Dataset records
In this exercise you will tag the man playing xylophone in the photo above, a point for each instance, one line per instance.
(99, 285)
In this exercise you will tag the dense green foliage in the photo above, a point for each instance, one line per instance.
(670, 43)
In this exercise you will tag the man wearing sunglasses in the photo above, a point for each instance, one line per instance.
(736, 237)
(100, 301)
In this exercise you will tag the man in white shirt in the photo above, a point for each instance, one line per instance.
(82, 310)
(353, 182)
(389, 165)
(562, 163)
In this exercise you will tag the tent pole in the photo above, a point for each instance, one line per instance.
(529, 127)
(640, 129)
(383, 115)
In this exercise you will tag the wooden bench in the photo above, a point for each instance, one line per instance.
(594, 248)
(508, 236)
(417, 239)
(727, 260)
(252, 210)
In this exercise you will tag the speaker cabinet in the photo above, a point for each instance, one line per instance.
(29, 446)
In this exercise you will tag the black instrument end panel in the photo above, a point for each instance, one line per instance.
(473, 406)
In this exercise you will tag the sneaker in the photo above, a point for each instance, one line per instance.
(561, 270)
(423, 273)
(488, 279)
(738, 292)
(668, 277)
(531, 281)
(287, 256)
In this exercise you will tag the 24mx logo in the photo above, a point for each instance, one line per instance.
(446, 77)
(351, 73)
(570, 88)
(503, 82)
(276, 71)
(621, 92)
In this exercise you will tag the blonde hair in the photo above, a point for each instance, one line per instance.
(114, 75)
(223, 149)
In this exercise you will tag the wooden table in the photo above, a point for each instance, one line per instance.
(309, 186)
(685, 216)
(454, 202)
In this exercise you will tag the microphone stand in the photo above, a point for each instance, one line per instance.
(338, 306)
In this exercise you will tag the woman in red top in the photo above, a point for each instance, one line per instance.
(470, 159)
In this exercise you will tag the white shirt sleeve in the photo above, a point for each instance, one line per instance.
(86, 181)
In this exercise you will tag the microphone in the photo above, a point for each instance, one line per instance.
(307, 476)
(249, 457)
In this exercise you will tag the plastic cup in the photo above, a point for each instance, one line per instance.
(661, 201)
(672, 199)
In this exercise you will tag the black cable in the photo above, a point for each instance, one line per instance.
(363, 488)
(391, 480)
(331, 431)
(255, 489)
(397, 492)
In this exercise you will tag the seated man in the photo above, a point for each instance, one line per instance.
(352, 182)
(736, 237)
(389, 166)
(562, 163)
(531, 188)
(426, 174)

_Goal of the exercise_:
Write out the entries verbatim, all of them.

_Response_:
In this exercise you will tag the man playing xylophone in the photo above, a point for each instance, one line per instance.
(99, 285)
In this exercise you will tag the dense green foliage in the photo above, a point for each instance, one line per instance.
(670, 43)
In this exercise you will tag the man wearing sunglasses in the photo above, a point for each instance, one line per instance.
(736, 237)
(100, 301)
In this exercise you will tag the man in white shirt in the photo above, a point for each instance, one line per instance.
(82, 310)
(353, 182)
(389, 165)
(562, 163)
In this exercise you will tag the tent pole in the photo above, a point for each instance, one line per instance.
(529, 127)
(640, 129)
(383, 115)
In this exercise you will tag the wooden bench in the photo above, a point for each instance, one line per instance.
(594, 248)
(508, 236)
(417, 239)
(727, 260)
(252, 210)
In this exercise you will tag the speaker cabinet in the photo above, a point for each instance, one line per instance.
(29, 446)
In this exercise you will tag the black instrument end panel in the photo above, a point for each instance, one line per instance.
(473, 406)
In this exercise you will tag the sneaker in the photo above, a point for each instance, one line per instance.
(561, 270)
(423, 273)
(488, 279)
(738, 292)
(668, 277)
(531, 281)
(287, 256)
In this exercise you will tag the 24mx logo in the photo above, a point for each instance, one line per instance.
(446, 77)
(351, 73)
(570, 88)
(503, 82)
(276, 71)
(621, 92)
In this exercise you will tag the blonde hair in the photo above, a point for each instance, one line per instance.
(114, 75)
(223, 149)
In this exercise you will tag the wooden table in the photo above, a point for each instance, one line per instance.
(309, 186)
(685, 216)
(454, 202)
In this exercise you will tag the microphone stand in the photo above, a point for each instance, one line per instance.
(338, 306)
In this exercise you will tag the woman in red top in the photo above, a point for each instance, one line per instance.
(470, 159)
In this exercise you will tag the white shirt sleeve in the photo above, a point for each instance, one line per instance.
(86, 181)
In this exercise you will tag the microphone in the photo above, a point for each instance, one line per instance.
(307, 476)
(249, 457)
In this exercise you will tag the plastic cup in the photo above, a point for each instance, one line per instance.
(661, 201)
(672, 199)
In this exercise you will tag the black cable in the photo above, a point for each instance, one line per instance.
(363, 488)
(391, 480)
(331, 431)
(255, 489)
(397, 492)
In this exercise you will tag the seated man in the photo above, a point for each instance, one line per instance.
(352, 182)
(736, 237)
(389, 166)
(562, 163)
(531, 188)
(426, 174)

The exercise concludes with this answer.